Consigne A
Comptez les lignes ci-dessous qui contiennent la chaîne « white ». Donnez seulement ce nombre.

Extrait du document
La caractéristique de Morandière était la grande affabilité et la bienveillance légendaire de son caractère. Doué d'une prodigieuse mémoire, il prêtait un concours précieux au Service, par ses connaissances encyclopédiques et la quantité de souvenirs qu'il avait enregistrés d'une façon indélébile.

Il a publié un très grand nombre de notes et de mémoires, tant dans la Revue Générale des Chemins de fer, dont il était un collaborateur assidu - il était d'ailleurs membre du comité de rédaction de cette publication - que dans les Bulletins de la Société des ingénieurs civils, Société pour laquelle il professait un véritable culte, au recrutement de laquelle il a contribué pour une large part et dont il fut secrétaire pendant sept années (1809-1878). Nous citerons entre autres :

Un mémoire sur le matériel et l'exploitation des chemins de fer anglais (1866) ;

Un rapport sur le matériel roulant à l'Exposition universelle de 1867 ;

Divers rapports sur les chemins de fer d'intérêt local (1870);

Les machines locomotives de 1848 à 1898 ;

Les locomotives à l'Exposition de Vienne (1873), en collaboration avec M. Deghilage;

Mémoire sur la construction et l'exploitation des chemins de fer économiques en 1876;

Le pont viaduc de Dundee;

Les ponts et viaducs de la ligne du Gothard ;

Les locomotives à l'Exposition d'Anvers (1886) ;

La constitution du réseau italien (1887) ;

L'Exposition de 1900 nous a montré, à Vincennes, le développement considérable qu'a pris la disposition dite « compound » sur les machines des divers réseaux français ou étrangers : sur 65 locomotives à vapeur exposées, 35 présentaient ce mode d'utilisation de la vapeur, 16 par deux, 1 par trois et 18 par quatre cylindres; dès 1866, de la Morandière proposait d'employer ce procédé et présentait un type de machine à quatre essieux, actionnés deux par deux en compound (machine à trois cylindres).

Citons enfin le parachèvement de l'oeuvre magistrale de son père, inspecteur général des Ponts et Chaussées, directeur de la construction à la Compagnie d'Orléans, décédé en 1875, sans avoir pu terminer son grand ouvrage sur la construction des ponts et viaducs.

Les quelques mots qui précèdent donneront une idée du labeur considérable qui fut l'oeuvre de l'homme de bien dont nous déplorons la perte. Ceux qui, comme nous, ont eu la bonne fortune de l'avoir pu longuement fréquenter, jugeront seuls toute l'importance de la perte que l'industrie des chemins de fer et en particulier la Compagnie de l'Ouest ont faite dans la personne de cet ingénieur; nous voudrions que ce faible tribut d'un dernier hommage, hélas bien tardif, fût une consolation pour les siens et, pour nous tous, nous remémorât à jamais le souvenir d'un modèle à suivre.

Lignes de données
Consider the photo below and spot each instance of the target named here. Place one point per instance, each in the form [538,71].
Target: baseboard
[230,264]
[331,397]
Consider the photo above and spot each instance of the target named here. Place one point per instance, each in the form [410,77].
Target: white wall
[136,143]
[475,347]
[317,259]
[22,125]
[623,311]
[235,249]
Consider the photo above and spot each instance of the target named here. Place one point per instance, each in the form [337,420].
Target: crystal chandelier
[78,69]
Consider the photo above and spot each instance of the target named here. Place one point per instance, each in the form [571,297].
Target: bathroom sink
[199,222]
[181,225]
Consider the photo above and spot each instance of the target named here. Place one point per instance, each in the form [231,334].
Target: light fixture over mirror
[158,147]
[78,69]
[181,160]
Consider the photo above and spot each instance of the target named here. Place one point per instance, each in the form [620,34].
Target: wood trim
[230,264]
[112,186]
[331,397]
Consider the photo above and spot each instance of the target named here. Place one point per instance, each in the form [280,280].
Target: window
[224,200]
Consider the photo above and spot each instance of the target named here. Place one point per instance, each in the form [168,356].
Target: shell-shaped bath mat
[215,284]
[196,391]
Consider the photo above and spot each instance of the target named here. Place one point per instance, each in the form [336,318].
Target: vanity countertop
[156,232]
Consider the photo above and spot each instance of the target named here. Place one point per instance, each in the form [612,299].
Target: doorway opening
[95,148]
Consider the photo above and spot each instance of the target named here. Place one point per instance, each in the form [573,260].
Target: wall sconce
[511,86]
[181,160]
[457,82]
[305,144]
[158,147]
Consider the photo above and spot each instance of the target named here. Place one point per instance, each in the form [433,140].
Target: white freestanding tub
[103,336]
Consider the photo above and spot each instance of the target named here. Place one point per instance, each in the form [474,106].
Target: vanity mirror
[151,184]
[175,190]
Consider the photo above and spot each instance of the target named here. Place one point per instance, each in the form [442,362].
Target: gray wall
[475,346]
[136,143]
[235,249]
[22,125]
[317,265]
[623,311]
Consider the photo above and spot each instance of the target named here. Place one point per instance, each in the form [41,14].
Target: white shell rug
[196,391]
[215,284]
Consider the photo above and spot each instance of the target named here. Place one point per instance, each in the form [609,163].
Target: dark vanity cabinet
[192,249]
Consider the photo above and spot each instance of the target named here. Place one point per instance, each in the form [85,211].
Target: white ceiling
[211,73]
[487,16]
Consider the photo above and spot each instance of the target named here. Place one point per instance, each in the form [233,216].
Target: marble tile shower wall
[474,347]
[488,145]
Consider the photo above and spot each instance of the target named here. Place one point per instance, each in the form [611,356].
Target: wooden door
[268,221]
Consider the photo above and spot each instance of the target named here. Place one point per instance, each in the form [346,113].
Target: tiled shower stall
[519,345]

Consigne B
Reproduisez sans rien changer le passage de l'extrait sur Morandière qui commence aux mots « Les quelques mots » et s'arrête après « modèle à suivre. ».

Solution A
4

Solution B
Les quelques mots qui précèdent donneront une idée du labeur considérable qui fut l'oeuvre de l'homme de bien dont nous déplorons la perte. Ceux qui, comme nous, ont eu la bonne fortune de l'avoir pu longuement fréquenter, jugeront seuls toute l'importance de la perte que l'industrie des chemins de fer et en particulier la Compagnie de l'Ouest ont faite dans la personne de cet ingénieur; nous voudrions que ce faible tribut d'un dernier hommage, hélas bien tardif, fût une consolation pour les siens et, pour nous tous, nous remémorât à jamais le souvenir d'un modèle à suivre.